Texto seleccionado:
Al hilo de las diferentes leyes que han
instaurado, en España y fuera de España, la “ideología de género”, inauguramos
este curso académico con la noticia de que “hay chicas con vulva y chicas con
pene, hay chicos con vulva y chicos con pene”, lema adoptado por una asociación
de padres de niños transexuales y secundado por diferentes Consejerías de
Educación.
La noticia es sorprendente. Bueno, no, no es sorprendente. Es pasmosa. Rompe esquemas, seguramente ya muy viejos, y fuerza a escoger entre un modelo consagrado por la larga existencia de la
humanidad y la nueva visión que adelantan nuestros próceres. Porque el “porque
yo lo digo” es un argumento poco convincente, además de poco elegante, y los
padres de los alumnos afectados, y todos nosotros por extensión, podríamos
llegar a sentirnos víctimas de un abuso de poder, de un César tirano. Que es,
justamente, lo que nos dicen que debemos combatir.

Sección de datos:
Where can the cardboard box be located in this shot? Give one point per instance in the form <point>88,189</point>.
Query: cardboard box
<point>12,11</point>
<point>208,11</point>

Por hacer:
Continúa el texto sobre la ideología de género en la escuela a partir de su última frase. El listado es un material independiente del texto.

Respuesta esperada:
Volvamos a la razón, a la que hace doscientos años entronizaron los revolucionarios franceses. ¡Contenta debe estar
a estas alturas, viendo cómo la tratan sus exaltadores! A mí me da hasta vergüenza
tener que decir estas cosas, pero los tiempos que corren son tiempos en los que
hay que decir lo evidente. Cuando estudiábamos el bachiller de seis cursos nos
familiarizábamos con la “reducción al absurdo” para demostrar la falsedad de
una afirmación: si por esa línea argumental se llegaba a una contradicción, a
un absurdo, quedaba demostrado que esa afirmación era falsa.
Bueno, pues resulta que es sumamente sencillo
demostrar la falsedad de esta sentencia por este procedimiento de la reducción al absurdo. Supongamos que abandonamos en
una isla desierta a unos cuantos chicos y chicas del modelo tradicional: ellos
con pene y ellas con vulva. Cien años después habrá una variada población de
viejos, maduros, jóvenes y niños: una sociedad en marcha. Pero si sustituimos
en el experimento a los chicos con pene por otros chicos con vulva, o a las
chicas con vulva por otras con pene, lo que encontraremos cien años
después será un montón de cadáveres, testigos del fracaso del experimento y
prueba indiscutible de que aquellos chicos con vulva no eran verdaderos chicos,
y que las chicas con pene no eran verdaderas chicas.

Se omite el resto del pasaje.